══ Page excerpt ══

Now the horror of 9/11 and the sight of the doomed diving into the street
fade. Gone mostly are the flags on the cars, and the orange and red alerts.
The Democrats and the Left, in their amnesia, and as beneficiaries of the
very policies they suddenly abhor, now mention al Qaeda very little and
Islamic fascism hardly at all. 

Apparently due to the success of George Bush at keeping the United States
secure, he, not Osama bin Laden, can now more often be the target of a
relieved Left - deserving of assassination in an Alfred Knopf novel, an
overseer of Nazi policies according to a U.S. senator, a buffoon, and rogue
in the award-winning film of Michael Moore. Yes, because we did so well
against the real enemies, we soon had the leisure to invent new imaginary
ones in Bush/Cheney, Halliburton, the Patriot Act, John Ashcroft, and
Scooter Libby.

Afghanistan in October, 2001, conjured up almost immediately warnings of
quagmire, expanding Holy War at Ramadan, unreliable allies, a trigger-happy
nuclear Pakistan on the border, American corpses to join British and Russian
bones in the high desert - not a seven-week victory and a subsequent
democracy in Kabul of all places.

═══

> What this exercise asks:
a) Which lines in the rows contain the word "instance"? Copy each of them.
b) Could you go on with the passage on the aftermath of 9/11, beginning right after its final sentence?
The rows that follow bear no relation to the passage on the aftermath of 9/11.

══ Supplied material ══

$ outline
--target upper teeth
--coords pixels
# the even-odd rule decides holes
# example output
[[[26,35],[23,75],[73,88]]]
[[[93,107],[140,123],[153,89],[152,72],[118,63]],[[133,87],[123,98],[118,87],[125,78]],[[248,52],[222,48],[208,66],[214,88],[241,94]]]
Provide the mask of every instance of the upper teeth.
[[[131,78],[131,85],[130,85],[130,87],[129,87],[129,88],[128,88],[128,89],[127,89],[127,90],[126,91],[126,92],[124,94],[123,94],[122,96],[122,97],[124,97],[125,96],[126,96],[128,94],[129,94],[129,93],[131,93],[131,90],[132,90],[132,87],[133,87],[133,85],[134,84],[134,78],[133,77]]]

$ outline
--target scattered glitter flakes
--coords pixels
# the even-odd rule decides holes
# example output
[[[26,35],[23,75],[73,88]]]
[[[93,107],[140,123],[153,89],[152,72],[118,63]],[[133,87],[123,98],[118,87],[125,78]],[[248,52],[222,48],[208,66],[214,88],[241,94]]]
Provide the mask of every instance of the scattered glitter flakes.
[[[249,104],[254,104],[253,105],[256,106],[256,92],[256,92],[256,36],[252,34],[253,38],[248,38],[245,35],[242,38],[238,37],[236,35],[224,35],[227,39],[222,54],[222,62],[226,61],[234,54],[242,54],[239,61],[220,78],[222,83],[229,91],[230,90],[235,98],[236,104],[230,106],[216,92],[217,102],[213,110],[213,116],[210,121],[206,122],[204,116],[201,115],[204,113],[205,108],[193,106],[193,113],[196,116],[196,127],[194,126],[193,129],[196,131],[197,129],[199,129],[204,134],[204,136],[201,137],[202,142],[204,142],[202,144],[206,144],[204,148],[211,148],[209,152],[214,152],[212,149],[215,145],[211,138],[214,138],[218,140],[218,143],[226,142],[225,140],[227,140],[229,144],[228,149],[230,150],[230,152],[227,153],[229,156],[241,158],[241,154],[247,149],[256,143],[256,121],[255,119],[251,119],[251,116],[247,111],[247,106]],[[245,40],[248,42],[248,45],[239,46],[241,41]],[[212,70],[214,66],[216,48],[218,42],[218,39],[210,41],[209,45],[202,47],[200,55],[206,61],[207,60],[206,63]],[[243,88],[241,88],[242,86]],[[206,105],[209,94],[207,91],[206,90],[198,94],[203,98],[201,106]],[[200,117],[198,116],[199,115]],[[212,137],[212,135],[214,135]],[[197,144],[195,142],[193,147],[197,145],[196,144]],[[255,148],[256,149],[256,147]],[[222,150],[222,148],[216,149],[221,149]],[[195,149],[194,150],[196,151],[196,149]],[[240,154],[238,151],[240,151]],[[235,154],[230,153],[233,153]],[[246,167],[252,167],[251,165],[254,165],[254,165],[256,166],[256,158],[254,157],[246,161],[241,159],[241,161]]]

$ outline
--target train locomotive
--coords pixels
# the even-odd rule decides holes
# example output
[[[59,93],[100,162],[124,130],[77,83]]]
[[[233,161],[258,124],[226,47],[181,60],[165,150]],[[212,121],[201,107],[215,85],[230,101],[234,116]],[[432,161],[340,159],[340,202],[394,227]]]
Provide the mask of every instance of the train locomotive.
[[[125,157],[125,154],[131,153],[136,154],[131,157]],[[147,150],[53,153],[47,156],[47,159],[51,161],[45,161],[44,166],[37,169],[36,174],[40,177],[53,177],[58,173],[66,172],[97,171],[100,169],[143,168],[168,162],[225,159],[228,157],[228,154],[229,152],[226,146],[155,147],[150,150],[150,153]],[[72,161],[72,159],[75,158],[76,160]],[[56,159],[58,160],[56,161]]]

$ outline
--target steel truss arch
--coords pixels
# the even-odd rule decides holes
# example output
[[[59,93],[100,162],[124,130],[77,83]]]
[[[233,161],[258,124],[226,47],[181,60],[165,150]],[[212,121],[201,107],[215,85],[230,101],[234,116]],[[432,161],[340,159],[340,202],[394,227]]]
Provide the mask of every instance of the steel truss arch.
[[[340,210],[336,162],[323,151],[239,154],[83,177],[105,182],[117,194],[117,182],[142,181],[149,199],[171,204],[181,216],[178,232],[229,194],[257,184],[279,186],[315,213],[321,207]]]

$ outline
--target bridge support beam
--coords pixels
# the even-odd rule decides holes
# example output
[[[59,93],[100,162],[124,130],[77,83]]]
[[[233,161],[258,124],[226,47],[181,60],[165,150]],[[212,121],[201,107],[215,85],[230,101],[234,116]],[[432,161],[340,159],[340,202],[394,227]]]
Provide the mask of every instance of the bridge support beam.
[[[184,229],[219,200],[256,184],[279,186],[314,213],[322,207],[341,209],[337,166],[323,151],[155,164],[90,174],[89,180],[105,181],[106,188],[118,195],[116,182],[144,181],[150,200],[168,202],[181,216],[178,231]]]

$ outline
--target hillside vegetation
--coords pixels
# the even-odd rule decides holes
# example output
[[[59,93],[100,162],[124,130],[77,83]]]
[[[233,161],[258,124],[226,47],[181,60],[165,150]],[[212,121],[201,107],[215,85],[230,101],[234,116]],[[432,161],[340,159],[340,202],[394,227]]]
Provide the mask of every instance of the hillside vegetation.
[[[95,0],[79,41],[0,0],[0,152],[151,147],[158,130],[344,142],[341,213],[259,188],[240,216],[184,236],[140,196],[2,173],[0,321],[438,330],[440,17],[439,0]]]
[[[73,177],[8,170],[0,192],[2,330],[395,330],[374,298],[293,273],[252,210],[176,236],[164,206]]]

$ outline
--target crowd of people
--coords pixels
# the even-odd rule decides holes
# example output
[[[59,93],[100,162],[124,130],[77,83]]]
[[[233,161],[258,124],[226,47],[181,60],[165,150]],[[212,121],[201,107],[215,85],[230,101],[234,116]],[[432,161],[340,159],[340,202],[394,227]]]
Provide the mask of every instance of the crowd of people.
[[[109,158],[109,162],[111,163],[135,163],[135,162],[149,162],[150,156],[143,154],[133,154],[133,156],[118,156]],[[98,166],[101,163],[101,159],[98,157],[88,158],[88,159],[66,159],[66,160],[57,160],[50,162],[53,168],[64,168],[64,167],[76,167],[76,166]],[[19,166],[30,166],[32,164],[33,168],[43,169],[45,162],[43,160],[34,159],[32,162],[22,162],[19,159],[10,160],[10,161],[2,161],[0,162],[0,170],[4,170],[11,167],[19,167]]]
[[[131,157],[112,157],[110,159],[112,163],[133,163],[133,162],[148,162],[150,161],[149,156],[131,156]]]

═══

> Answers below:
a)
Provide the mask of every instance of the upper teeth.
Provide the mask of every instance of the scattered glitter flakes.
Provide the mask of every instance of the train locomotive.
Provide the mask of every instance of the steel truss arch.
Provide the mask of every instance of the bridge support beam.
Provide the mask of every instance of the hillside vegetation.
Provide the mask of every instance of the crowd of people.

b)
Nothing in our era would have seemed more unlikely than democrats dethroning
the Taliban and al Qaeda - hitherto missile-proof in their much ballyhooed
cave complexes that maps in Newsweek assured us rivaled Norad's subterranean
fortress. The prior, now-sanctified Clinton doctrine of standoff bombing
ensured that there would be no American fatalities and almost nothing ever
accomplished - the perfect strategy for the focus-group/straw-poll era of
the 1990s.

Are we then basking in the unbelievable notion that the most diabolical
government of the late 20th century is gone from Afghanistan, and in its
place are schools, roads, and voting machines? Hardly, since the bar has
been astronomically raised since Tora Bora. After all, the Afghan parliament
is still squabbling and a long way from the city councils of Cambridge, La
Jolla, or Nantucket - or maybe not.

The same paradox of success is true of Iraq. Before we went in, analysts and
opponents forecasted burning oil wells, millions of refugees streaming into
Jordan and the Gulf kingdoms, with thousands of Americans killed just taking
Baghdad alone. Middle Eastern potentates warned us of chemical rockets that
would shower our troops in Kuwait. On the eve of the war, had anyone
predicted that Saddam would be toppled in three weeks, and
two-and-a-half-years later, 11 million Iraqis would turn out to vote in
their third election - at a cost of some 2100 war dead - he would have been
dismissed as unhinged. 

But that is exactly what has happened. And the reaction? Democratic
firebrands are now talking of impeachment.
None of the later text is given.